▶ **Input material**

::::::::::

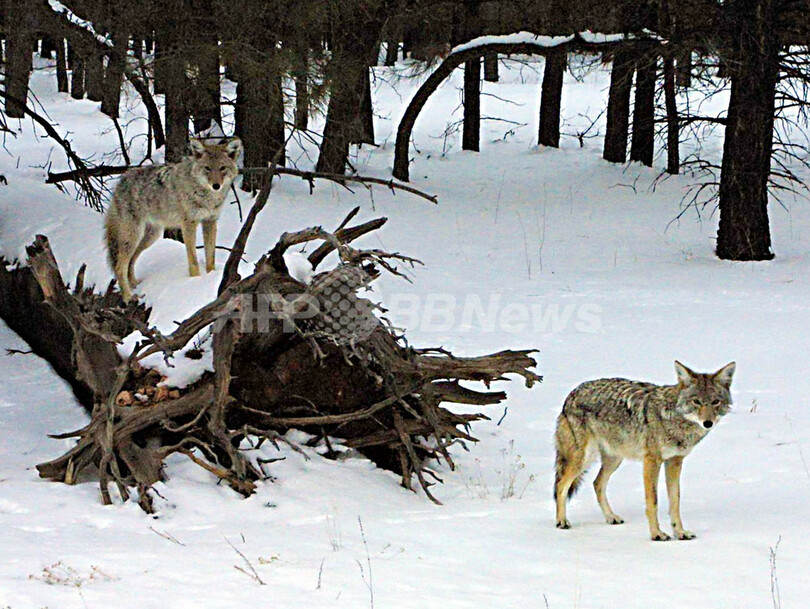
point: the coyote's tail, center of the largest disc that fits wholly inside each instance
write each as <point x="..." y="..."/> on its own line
<point x="111" y="240"/>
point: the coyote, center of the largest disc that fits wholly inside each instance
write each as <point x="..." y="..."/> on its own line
<point x="634" y="420"/>
<point x="179" y="195"/>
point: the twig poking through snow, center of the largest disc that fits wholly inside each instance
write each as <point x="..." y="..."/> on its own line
<point x="370" y="582"/>
<point x="252" y="574"/>
<point x="777" y="601"/>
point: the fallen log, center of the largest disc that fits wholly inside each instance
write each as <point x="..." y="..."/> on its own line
<point x="286" y="355"/>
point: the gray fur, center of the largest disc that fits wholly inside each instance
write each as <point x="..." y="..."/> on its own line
<point x="623" y="419"/>
<point x="179" y="195"/>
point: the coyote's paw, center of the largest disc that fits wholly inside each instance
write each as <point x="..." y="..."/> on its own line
<point x="685" y="535"/>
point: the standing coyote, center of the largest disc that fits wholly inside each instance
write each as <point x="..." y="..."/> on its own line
<point x="625" y="419"/>
<point x="179" y="195"/>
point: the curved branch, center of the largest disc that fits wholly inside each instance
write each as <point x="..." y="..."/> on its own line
<point x="474" y="50"/>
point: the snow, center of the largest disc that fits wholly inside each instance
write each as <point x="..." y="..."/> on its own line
<point x="516" y="38"/>
<point x="528" y="247"/>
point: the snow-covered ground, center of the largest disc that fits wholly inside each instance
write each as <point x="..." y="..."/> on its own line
<point x="528" y="247"/>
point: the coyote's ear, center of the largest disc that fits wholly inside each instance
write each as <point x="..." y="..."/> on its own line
<point x="233" y="146"/>
<point x="197" y="148"/>
<point x="685" y="376"/>
<point x="724" y="375"/>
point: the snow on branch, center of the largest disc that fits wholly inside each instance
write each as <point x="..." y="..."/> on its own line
<point x="61" y="9"/>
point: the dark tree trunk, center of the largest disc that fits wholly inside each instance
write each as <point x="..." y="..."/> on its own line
<point x="76" y="74"/>
<point x="471" y="134"/>
<point x="47" y="48"/>
<point x="207" y="107"/>
<point x="345" y="101"/>
<point x="114" y="74"/>
<point x="94" y="75"/>
<point x="61" y="66"/>
<point x="621" y="80"/>
<point x="642" y="144"/>
<point x="161" y="67"/>
<point x="391" y="52"/>
<point x="260" y="107"/>
<point x="684" y="72"/>
<point x="551" y="99"/>
<point x="673" y="129"/>
<point x="365" y="130"/>
<point x="19" y="62"/>
<point x="491" y="67"/>
<point x="744" y="232"/>
<point x="301" y="102"/>
<point x="177" y="111"/>
<point x="354" y="48"/>
<point x="343" y="113"/>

::::::::::

▶ **Job**
Copy out the stretch of lines from the one containing "point: the coyote's ear, center" through the final line, with no changes.

▶ **Output for this exercise**
point: the coyote's ear, center of the largest disc that fits wholly inside each instance
write each as <point x="..." y="..."/> on its own line
<point x="233" y="146"/>
<point x="197" y="148"/>
<point x="685" y="376"/>
<point x="724" y="375"/>
point: the snow on branch, center of the largest disc that fits wholly inside each instance
write each as <point x="..." y="..."/> on its own line
<point x="61" y="9"/>
point: the dark tree trunk, center of the largest disc that fits wholly inside each instance
write each as <point x="..." y="..."/> on its own line
<point x="76" y="74"/>
<point x="471" y="134"/>
<point x="47" y="48"/>
<point x="207" y="107"/>
<point x="345" y="101"/>
<point x="114" y="74"/>
<point x="94" y="75"/>
<point x="61" y="66"/>
<point x="621" y="80"/>
<point x="642" y="144"/>
<point x="161" y="67"/>
<point x="391" y="52"/>
<point x="260" y="107"/>
<point x="684" y="72"/>
<point x="551" y="99"/>
<point x="673" y="129"/>
<point x="365" y="130"/>
<point x="19" y="62"/>
<point x="491" y="67"/>
<point x="744" y="232"/>
<point x="301" y="102"/>
<point x="177" y="111"/>
<point x="354" y="48"/>
<point x="343" y="113"/>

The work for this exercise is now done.